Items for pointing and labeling
━━━━━━━━━━━━━━━━━━━━━━━━━━━━━━
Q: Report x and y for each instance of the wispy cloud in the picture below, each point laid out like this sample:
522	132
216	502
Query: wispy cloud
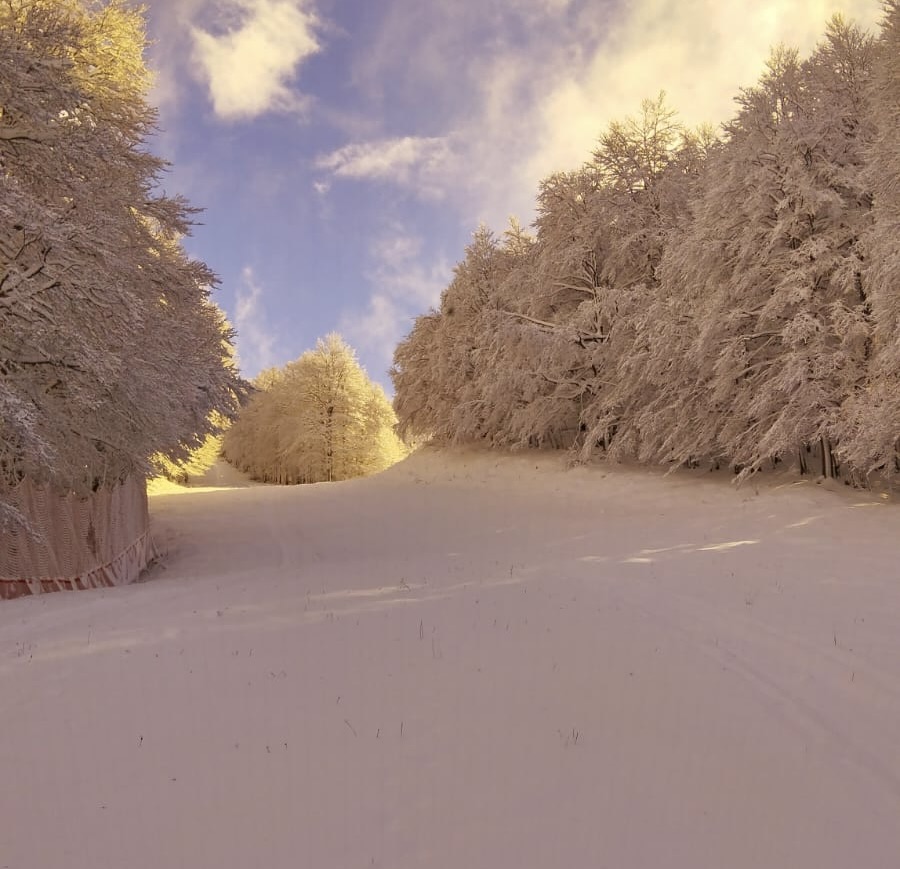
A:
402	287
255	343
250	66
409	160
551	77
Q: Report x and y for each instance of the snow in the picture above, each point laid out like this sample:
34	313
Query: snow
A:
470	660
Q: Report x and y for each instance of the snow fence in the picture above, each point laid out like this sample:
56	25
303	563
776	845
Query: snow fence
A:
76	542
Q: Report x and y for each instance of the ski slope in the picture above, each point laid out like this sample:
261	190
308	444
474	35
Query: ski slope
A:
469	661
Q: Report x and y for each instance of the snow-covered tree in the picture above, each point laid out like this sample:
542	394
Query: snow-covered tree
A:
770	270
320	419
110	351
872	437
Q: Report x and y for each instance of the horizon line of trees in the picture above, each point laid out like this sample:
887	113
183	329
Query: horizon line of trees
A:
688	296
111	351
318	419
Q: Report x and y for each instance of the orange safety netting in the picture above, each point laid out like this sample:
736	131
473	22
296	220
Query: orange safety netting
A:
76	542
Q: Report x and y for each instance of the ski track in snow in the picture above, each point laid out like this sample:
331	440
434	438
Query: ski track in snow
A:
469	661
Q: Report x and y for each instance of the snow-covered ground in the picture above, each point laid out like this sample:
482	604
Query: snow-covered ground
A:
469	661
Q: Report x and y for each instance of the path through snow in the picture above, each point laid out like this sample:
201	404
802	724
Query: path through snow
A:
469	661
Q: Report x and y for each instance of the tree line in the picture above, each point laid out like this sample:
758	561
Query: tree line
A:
690	295
318	419
111	351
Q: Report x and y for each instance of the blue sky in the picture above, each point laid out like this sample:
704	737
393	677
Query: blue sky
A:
345	150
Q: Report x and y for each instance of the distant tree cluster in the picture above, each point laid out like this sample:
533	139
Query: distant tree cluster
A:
110	349
691	297
319	419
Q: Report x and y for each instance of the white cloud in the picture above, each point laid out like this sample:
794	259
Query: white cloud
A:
700	53
250	67
553	77
255	344
402	288
409	160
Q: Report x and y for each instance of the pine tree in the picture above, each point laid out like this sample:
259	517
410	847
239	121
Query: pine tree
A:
320	420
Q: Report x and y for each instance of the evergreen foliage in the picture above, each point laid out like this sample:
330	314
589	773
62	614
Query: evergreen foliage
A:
110	350
691	297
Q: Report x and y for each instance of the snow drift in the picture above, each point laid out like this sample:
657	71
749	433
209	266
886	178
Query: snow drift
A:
469	661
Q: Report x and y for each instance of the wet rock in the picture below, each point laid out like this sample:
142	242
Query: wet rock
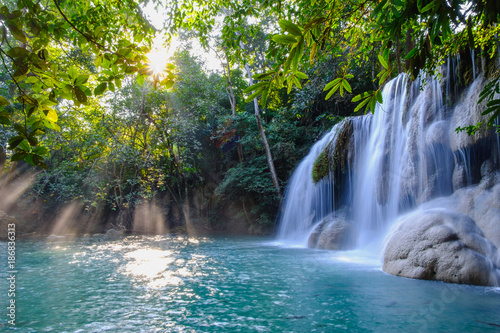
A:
440	244
114	233
333	233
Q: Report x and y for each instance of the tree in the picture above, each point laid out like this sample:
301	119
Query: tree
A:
40	48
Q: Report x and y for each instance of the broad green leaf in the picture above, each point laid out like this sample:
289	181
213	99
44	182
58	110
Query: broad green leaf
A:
100	89
426	8
80	95
263	75
3	101
331	84
412	53
17	52
347	86
312	54
379	96
18	157
297	82
141	79
50	114
383	61
17	33
15	141
4	119
360	105
284	39
31	79
81	79
330	93
73	73
290	27
31	110
301	75
254	87
24	145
━━━━━━━━━━━━━━━━━━━━━━━━━━━━━━
# Task instructions
Reproduce every item above word for word, leaving out the pictures.

# Finished answer
Q: Report x and y for each instance of the wispy cloud in the picture below, each point laid out like this sample:
522	132
216	502
Query: wispy cloud
A:
402	287
255	343
250	66
409	160
551	77
Q: Report x and y for each instance of the snow in the picture above, each point laid out like this sample:
34	313
Query: snow
A:
470	660
Q: Report x and y for each instance of the snow fence in the picture above, each point laid out like this sample:
56	25
303	563
776	845
Query: snow fence
A:
76	542
Q: Report x and y for each instance of the ski slope in the picture above, each point laid out like this sample:
261	190
308	444
474	35
Query: ski slope
A:
469	661
Q: Report x and y for each instance of the snow-covered tree in the picture above, each point laid out like this sample:
542	394
Query: snow-covered tree
A:
770	270
320	419
110	351
872	437
Q: Report x and y for each instance of the horizon line of trees in the picture above, each point laid out like this sample:
887	113
183	329
Query: horizon line of trees
A:
688	296
111	351
318	419
Q: Report x and y for each instance of the orange safety netting in the picture above, each point laid out like this sample:
736	131
473	22
296	220
Query: orange safety netting
A:
76	542
Q: Report x and y for each instance of the ski track in snow in the picture above, each point laid out like this sample:
331	440
434	438
Query: ski track in snow
A:
469	661
Q: Report x and y for each instance of the snow-covered ground in the picture above, each point laid out like this sample:
482	604
Query: snow-covered ground
A:
469	661
Q: Report x and y for each instance of the path through snow in the picture above, each point laid out like this sample:
201	404
802	724
Query: path through snow
A:
469	661
Q: Report x and y for each instance of the tree line in the picture above, each point laid out like this sample:
758	561
Query: tree line
A:
690	295
318	419
111	351
Q: Report x and y for each instance of the blue sky in the picture above, each point laid out like this sample:
704	737
393	677
Query: blue sky
A:
345	150
Q: Report x and y for each instance of the distant tree cluster in the picture above, each point laid out like this sample:
533	139
Query: distant tree cluster
A:
110	349
691	297
319	419
Q: Report x and y for each instance of the white cloud in the picture above, each point laid out like this sample:
794	259
Query: white cloud
A:
700	53
250	67
553	77
255	344
402	288
409	160
Q: Report x and y for each instance of the pine tree in the picture above, each point laid out like this sample:
259	517
410	847
239	121
Query: pine tree
A:
320	420
Q: Report x and y for each instance of the evergreen foliage in the picture above, each point laid out like this sample:
330	314
589	773
62	614
Query: evergreen foliage
A:
110	350
691	297
Q: Report x and y for each instance of the snow drift in the picture above, each point laid out like this sample:
657	71
749	433
209	266
886	178
Query: snow drift
A:
469	661
Q: Report x and y for each instance of the wet rock in the picture below, each point laid out like this sample:
142	242
Query: wet rock
A:
440	244
114	233
333	233
Q: Report x and y for each instance of the tree in the picture above, each point laid out like this sample:
301	119
Query: tree
A:
40	48
Q: Report x and y for each instance of the broad green leaf in the picture above, each point laid out like this sample:
289	181
213	99
44	182
58	110
Query: broad green leaf
A:
100	89
426	8
80	95
263	75
3	101
331	84
412	53
17	52
347	86
312	54
379	96
18	157
297	82
141	79
50	114
383	61
17	33
15	141
4	119
360	105
284	39
31	79
81	79
330	93
73	73
290	27
31	110
301	75
254	87
24	145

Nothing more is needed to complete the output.